* [Set task 1] Please translate this sentence from the elastalert chat archive into Spanish: "If you run an aggregation across an analyzed field, you will get counts for individual words instead of phrases."
* [Set task 2] In the elastalert chat archive, which setting did Marius Ducea conclude needed to be set to work around the field-name error?

* [Document excerpt]
These are chat archives for Yelp/elastalert

8th
Apr 2016
Jose Armesto
@fiunchinho
Apr 08 2016 09:16
nobody has formatted the email alert with HTML?
Marius Ducea
@mdxp
Apr 08 2016 16:18
I'm having an issue with ES 2.2 not liking the field name generated by top_count_keys; this ends up containing a dot and ES will barf with something like:
MapperParsingException[Field name [top_events_apache_error_url.raw] cannot contain '.']
is there a way to work around this and generate the filed name ES 2.X compatible (aka without dot)?
Marius Ducea
@mdxp
Apr 08 2016 16:40
I think i've figured it out; need to set raw_count_keys: false
Marius Ducea
@mdxp
Apr 08 2016 17:01
I'm not quite sure i understand the disadvantage of doing that, but at least it will keep ES 2.x happy
Quentin Long
@Qmando
Apr 08 2016 20:08
mdxp: It depends on how your mapping is set up. At least with Logstash, the default dynamic fields have the normal, analyzed version, and then the .raw field, which is not analyzed
If you run an aggregation across an analyzed field, you will get counts for individual words instead of phrases
So this is just an optimization for the default logstash settings. If the field is unanalyzed or single words, it should be fine
Quentin Long
@Qmando
Apr 08 2016 20:19
Not sure what the equivalent to ".raw" in ES 2.0
Marius Ducea
@mdxp
Apr 08 2016 20:59
@Qmando: thanks. I've used raw_count_keys: false and I don't see the error in ES anymore but now the information is not included into the alert:
apache_error_url:
No events found.

* [Supplied material]
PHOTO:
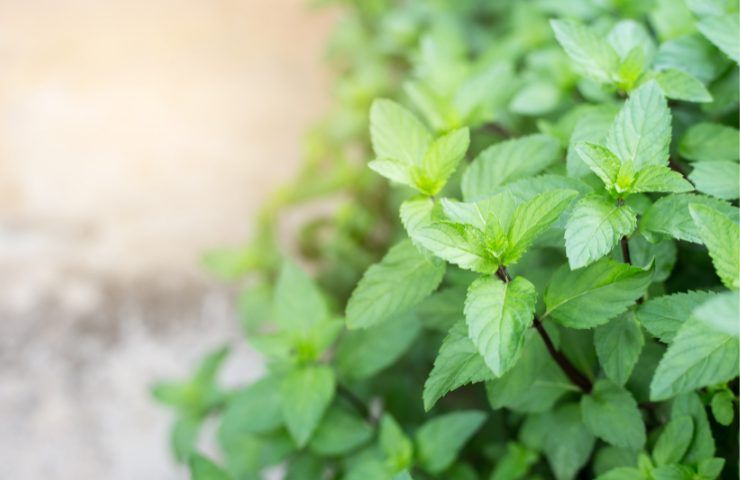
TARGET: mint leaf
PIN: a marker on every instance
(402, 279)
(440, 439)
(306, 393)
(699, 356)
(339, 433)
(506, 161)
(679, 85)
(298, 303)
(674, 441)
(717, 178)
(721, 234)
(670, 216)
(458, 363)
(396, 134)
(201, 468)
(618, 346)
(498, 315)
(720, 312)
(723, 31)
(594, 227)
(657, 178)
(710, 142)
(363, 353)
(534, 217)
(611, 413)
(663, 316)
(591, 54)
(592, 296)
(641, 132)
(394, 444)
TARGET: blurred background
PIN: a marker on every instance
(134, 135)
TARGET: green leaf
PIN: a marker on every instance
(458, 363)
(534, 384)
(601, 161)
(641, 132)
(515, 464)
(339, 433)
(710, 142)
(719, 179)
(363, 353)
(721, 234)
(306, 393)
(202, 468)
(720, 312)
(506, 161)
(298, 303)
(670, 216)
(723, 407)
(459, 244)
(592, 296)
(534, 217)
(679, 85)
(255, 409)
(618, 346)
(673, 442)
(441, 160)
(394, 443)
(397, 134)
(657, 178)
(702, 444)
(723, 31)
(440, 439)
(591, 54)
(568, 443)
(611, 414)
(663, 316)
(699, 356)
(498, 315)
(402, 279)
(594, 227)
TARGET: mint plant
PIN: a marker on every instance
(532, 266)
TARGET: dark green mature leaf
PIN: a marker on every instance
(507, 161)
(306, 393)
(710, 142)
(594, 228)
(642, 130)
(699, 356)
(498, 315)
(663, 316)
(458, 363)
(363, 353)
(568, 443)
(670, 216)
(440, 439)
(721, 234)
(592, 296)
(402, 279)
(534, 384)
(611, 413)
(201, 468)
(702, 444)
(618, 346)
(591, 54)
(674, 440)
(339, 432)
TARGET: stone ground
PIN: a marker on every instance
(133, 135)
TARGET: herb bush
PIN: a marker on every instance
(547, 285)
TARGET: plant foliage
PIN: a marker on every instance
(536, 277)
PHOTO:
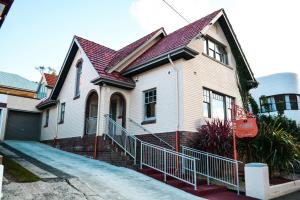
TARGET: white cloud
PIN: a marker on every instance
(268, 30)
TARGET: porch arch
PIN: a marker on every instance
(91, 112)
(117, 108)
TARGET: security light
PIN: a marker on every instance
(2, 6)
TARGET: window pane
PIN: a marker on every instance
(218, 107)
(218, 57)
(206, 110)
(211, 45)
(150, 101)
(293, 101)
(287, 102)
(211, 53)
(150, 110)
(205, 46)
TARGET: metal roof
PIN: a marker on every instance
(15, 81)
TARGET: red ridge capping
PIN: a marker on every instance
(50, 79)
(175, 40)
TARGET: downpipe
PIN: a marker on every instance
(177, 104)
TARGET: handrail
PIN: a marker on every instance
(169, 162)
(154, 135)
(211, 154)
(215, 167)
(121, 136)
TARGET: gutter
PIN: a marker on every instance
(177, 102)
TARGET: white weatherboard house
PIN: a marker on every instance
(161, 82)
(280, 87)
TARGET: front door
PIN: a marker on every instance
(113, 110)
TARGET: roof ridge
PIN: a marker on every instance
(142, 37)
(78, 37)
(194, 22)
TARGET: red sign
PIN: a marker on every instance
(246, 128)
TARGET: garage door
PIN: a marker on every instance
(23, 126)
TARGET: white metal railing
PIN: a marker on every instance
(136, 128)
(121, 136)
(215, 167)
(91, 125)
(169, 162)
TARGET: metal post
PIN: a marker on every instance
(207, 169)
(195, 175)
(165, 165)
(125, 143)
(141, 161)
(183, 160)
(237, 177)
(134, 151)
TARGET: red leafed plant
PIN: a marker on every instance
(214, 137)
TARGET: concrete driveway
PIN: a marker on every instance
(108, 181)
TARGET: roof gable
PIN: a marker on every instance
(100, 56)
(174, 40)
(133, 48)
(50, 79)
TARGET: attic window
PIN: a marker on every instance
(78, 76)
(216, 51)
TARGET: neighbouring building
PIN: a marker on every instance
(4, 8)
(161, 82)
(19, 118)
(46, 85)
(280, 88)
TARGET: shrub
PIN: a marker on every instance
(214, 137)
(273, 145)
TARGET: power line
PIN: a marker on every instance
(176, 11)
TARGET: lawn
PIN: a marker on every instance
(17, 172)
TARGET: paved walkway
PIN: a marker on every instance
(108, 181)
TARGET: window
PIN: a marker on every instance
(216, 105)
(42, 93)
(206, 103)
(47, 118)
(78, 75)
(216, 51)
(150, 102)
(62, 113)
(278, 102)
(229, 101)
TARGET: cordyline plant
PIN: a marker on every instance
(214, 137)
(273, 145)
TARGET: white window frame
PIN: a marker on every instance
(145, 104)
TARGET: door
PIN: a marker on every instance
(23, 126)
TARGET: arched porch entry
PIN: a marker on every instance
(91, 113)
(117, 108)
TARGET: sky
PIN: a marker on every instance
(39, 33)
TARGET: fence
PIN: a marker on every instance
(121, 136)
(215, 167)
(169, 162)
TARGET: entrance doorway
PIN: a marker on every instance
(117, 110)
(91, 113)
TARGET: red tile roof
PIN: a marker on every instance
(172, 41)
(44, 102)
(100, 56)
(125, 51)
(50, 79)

* [Correct output 1] Si ejecutas una agregación sobre un campo analizado, obtendrás recuentos de palabras individuales en lugar de frases.

* [Correct output 2] raw_count_keys: false